# TEXTE ÉTUDIÉ
● ● ● ● ● ● ●

LES DÉMENCES EN AFRIQUE SUBSAHARIENNE : ASPECTS CLINIQUES ET ÉTIOLOGIQUES EN MILIEU HOSPITALIER À OUAGADOUGOU (BURKINA FASO)

DEMENTIAS IN SUB-SAHARAN AFRICA: CLINICAL AND ETIOLOGICAL ASPECTS IN HOSPITAL ENVIRONMENT IN OUAGADOUGOU (BURKINA FASO)


  1. Service de Neurologie, CHU Yalgado Ouédraogo, Ouagadougou, Burkina Faso
  2. Service de Cardiologie, CHU Yalgado Ouédraogo, Ouagadougou, Burkina Faso
  3. Service de Psychiatrie, CHU Yalgado Ouédraogo, Ouagadougou, Burkina Faso
  4. Service de Neurochirurgie, CHU Yalgado Ouédraogo, Ouagadougou, Burkina Faso

E-Mail Contact - NAPON Christian : cnapon@gmail.com


RESUME

Description 

En Afrique subsaharienne, l’amélioration progressive des conditions de vie a pour corollaire l’émergence accrue de certaines pathologies en rapport avec l’âge dont la démence. L’objectif de cette étude était de décrire les différents aspects des démences au Centre Hospitalier Universitaire Yalgado Ouédraogo.

Méthodes

C’est une étude transversale qui a inclus pendant deux ans les sujets âgés de plus de 15 ans hospitalisés ou ayant consulté dans les services de Neurologie, Psychiatrie, Cardiologie et Neurochirurgie et répondant aux critères diagnostiques de démence du DSM-IV.

Résultats

Soixante-douze démences ont été diagnostiquées soit une prévalence hospitalière de 4,55 pour mille patients et 2,21 % des patients hospitalisés. L’âge moyen était de 62,20 ans avec un sex ratio de 2. L’installation des troubles cognitifs et comportementaux a été insidieuse et progressive dans la plupart des cas. La démence était sévère avec un score MMS inférieur à 9 dans la majorité des cas. Les démences secondaires dites curables étaient les plus fréquentes (68,05 %), dominées par les démences vasculaires et les causes neurochirurgicales. Seulement 18 % des démences étaient dégénératives avec à leur tête les démences de type Alzheimer. L’entourage familial reste fortement impliqué dans la démarche de soins et la prise en charge.

Conclusion

La démence est une réalité au Burkina Faso, avec une prévalence sous-estimée. Il est donc nécessaire de mener des études en population dans le but d’envisager des mesures préventives et de prise en charge adaptées à notre contexte.
Mots-clefs : Afrique, Alzheimer, , Burkina Faso, Démence


SUMMARY

Background

In sub-Saharan Africa, the gradual improvement of living conditions has for corollary the emergence of some diseases related to age of which dementia.

● ● ● ● ● ● ●

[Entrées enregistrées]
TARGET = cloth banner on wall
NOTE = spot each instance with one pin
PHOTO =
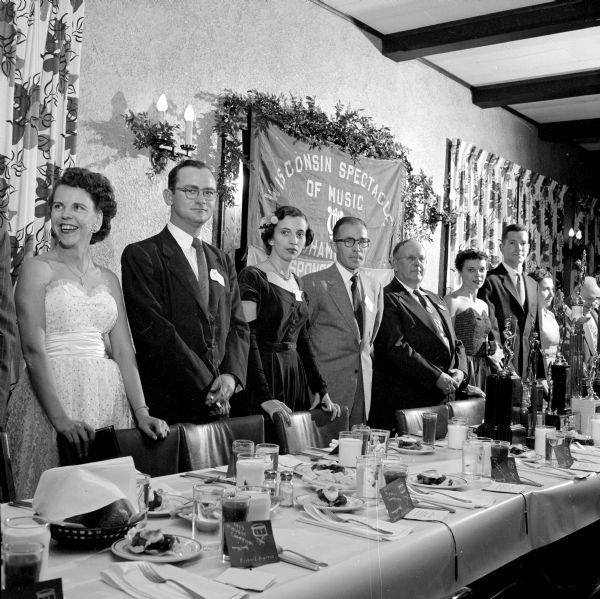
(326, 184)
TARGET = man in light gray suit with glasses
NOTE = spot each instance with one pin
(345, 309)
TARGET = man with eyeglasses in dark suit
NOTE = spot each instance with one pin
(345, 308)
(184, 308)
(419, 362)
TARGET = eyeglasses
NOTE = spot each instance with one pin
(192, 193)
(413, 259)
(350, 241)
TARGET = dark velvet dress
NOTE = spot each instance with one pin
(474, 330)
(281, 364)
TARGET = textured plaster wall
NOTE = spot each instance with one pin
(194, 49)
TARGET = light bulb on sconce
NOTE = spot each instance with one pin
(162, 106)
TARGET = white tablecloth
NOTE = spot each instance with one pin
(420, 564)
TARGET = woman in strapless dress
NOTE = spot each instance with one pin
(70, 311)
(471, 318)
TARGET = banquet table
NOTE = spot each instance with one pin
(420, 565)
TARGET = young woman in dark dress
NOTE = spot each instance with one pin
(282, 373)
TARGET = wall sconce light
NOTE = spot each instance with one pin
(159, 136)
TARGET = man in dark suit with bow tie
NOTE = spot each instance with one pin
(184, 308)
(510, 294)
(419, 361)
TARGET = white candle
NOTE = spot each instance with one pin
(350, 449)
(188, 117)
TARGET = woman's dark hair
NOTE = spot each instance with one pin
(539, 274)
(100, 190)
(267, 230)
(470, 254)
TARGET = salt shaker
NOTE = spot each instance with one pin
(271, 480)
(286, 489)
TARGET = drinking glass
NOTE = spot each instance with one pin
(429, 427)
(350, 444)
(238, 446)
(260, 502)
(271, 452)
(457, 432)
(486, 468)
(235, 509)
(500, 450)
(541, 430)
(142, 486)
(368, 476)
(392, 469)
(472, 458)
(378, 441)
(29, 529)
(365, 432)
(206, 517)
(250, 469)
(22, 564)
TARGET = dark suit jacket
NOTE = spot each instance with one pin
(410, 355)
(180, 347)
(500, 294)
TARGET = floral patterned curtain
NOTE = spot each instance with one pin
(488, 192)
(39, 84)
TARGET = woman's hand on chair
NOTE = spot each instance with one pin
(327, 405)
(78, 432)
(271, 406)
(155, 428)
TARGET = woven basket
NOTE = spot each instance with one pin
(87, 538)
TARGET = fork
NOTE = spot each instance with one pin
(153, 576)
(328, 515)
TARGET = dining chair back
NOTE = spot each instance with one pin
(410, 420)
(209, 445)
(308, 429)
(472, 409)
(156, 458)
(7, 483)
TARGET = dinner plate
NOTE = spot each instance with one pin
(174, 501)
(354, 503)
(187, 549)
(450, 483)
(422, 451)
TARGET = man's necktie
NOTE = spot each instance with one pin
(202, 271)
(356, 300)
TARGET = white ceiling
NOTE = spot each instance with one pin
(556, 54)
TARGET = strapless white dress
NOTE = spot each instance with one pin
(88, 382)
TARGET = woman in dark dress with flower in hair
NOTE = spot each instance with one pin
(471, 319)
(282, 372)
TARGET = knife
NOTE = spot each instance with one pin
(296, 561)
(208, 478)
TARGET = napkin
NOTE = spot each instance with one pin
(72, 490)
(250, 580)
(127, 577)
(398, 530)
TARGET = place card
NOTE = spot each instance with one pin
(49, 589)
(505, 470)
(397, 499)
(250, 544)
(563, 456)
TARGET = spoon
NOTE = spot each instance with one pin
(280, 549)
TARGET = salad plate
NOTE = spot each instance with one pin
(450, 483)
(184, 549)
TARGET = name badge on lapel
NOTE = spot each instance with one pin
(215, 275)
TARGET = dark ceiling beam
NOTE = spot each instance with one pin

● ● ● ● ● ● ●

# QUESTIONS À TRAITER
**A.** Pour chacune des affirmations suivantes, indiquez par oui ou par non si elle concorde avec le résumé sur les démences à Ouagadougou, en citant à l'identique les mots du texte qui tranchent : (i) les démences secondaires dites curables étaient les plus fréquentes ; (ii) la majorité des démences diagnostiquées étaient dégénératives ; (iii) l'étude a inclus des sujets âgés de plus de 15 ans.
**B.** Reproduisez fidèlement le passage du résumé sur les démences à Ouagadougou qui va de « LES DÉMENCES EN » jusqu'à « IN OUAGADOUGOU (BURKINA FASO) » inclus.

# CORRIGÉ DES EXERCICES
**A.**
(i) Oui : « Les démences secondaires dites curables étaient les plus fréquentes (68,05 %) ».
(ii) Non : « Seulement 18 % des démences étaient dégénératives ».
(iii) Oui : « les sujets âgés de plus de 15 ans ».

**B.**
LES DÉMENCES EN AFRIQUE SUBSAHARIENNE : ASPECTS CLINIQUES ET ÉTIOLOGIQUES EN MILIEU HOSPITALIER À OUAGADOUGOU (BURKINA FASO)

DEMENTIAS IN SUB-SAHARAN AFRICA: CLINICAL AND ETIOLOGICAL ASPECTS IN HOSPITAL ENVIRONMENT IN OUAGADOUGOU (BURKINA FASO)